(Passage to read)
= Beginning of Section =
See also the "Gish gallop" [1], a strategy that relies on spewing out a huge number of specious arguments and half-truths that are each individually time-consuming to refute, and to which the correct response is usually just to refuse to engage with the bullshit.

[1]: https://en.wikipedia.org/wiki/Gish_gallop



I had a Bitcoin fan in his 40s tell me IRL that BTC, not blockchain, mind you, is an improvement over the gene. Something about passing information between generations. I could not follow the argument. All this time, banks have been hoarding details about our deposits, withdrawals, balances, transfers, payment and purchase histories that could have been "inherited" like genetic information by our descendents. Even worse, banks could have been making the data public so "tech" companies can collect it for free. You just cannot make this stuff up.


This sounds related to the observation that one of the powers of human civilization is move evolution out of the DNA genes and into culture. We use electricity not because we have electricity-using genes, but because we have the genes that allow us to support a culture that knows how to use electricity.
= End of Section =
(Task A)
In the comments about the Gish gallop and Bitcoin, what did the Bitcoin fan say BTC is an improvement over?
(Task B)
Rewrite everything from "[1]: https://en.wikipedia.org/wiki/Gish_gallop" down to "this stuff up." in the comments about the Gish gallop and Bitcoin, putting "credit unions" wherever "banks" appears.
(Task C)
Write what comes next in the comments about the Gish gallop and Bitcoin, starting after their final sentence.

(Data block)
= Beginning of Section =
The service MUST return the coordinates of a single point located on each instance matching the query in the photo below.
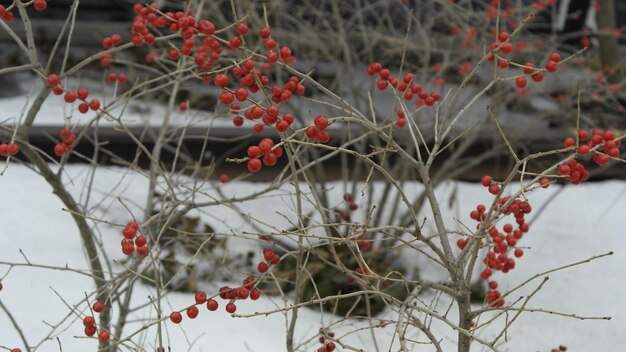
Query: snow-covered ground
= End of Section =
(Answer space A)
The gene.

(Answer space B)
[1]: https://en.wikipedia.org/wiki/Gish_gallop



I had a Bitcoin fan in his 40s tell me IRL that BTC, not blockchain, mind you, is an improvement over the gene. Something about passing information between generations. I could not follow the argument. All this time, credit unions have been hoarding details about our deposits, withdrawals, balances, transfers, payment and purchase histories that could have been "inherited" like genetic information by our descendents. Even worse, credit unions could have been making the data public so "tech" companies can collect it for free. You just cannot make this stuff up.

(Answer space C)
However it is beyond me to translate that into the blockchain specifically. This seems like yet another case where in the phrase "distributed ledger", the "ledger" is doing all the work and the "distributed" isn't doing much. And there isn't much work being done either; most of our "culture" isn't in ledgers. Even if you take the broad view that I do that a lot of things like our technology are actually embedded in human relationships ("Hmmm, I remember Bob knows how to solve this problem... ah yes, I bet Sally knows the solution to this... I bet Ramash could hook me up with the right part for this problem...") and things beyond just formal transfer mechanisms like "books" and "classes", ledgers still aren't carrying much of that water.


I remember SCO accusing IBM of doing something similar and IBM responding that they did not, because they could not, refute them.

Refuting bad arguments scales better than some think because arguments can be referenced or copied when they come up again and again, whereas the alternative allows BS to stand unchallenged.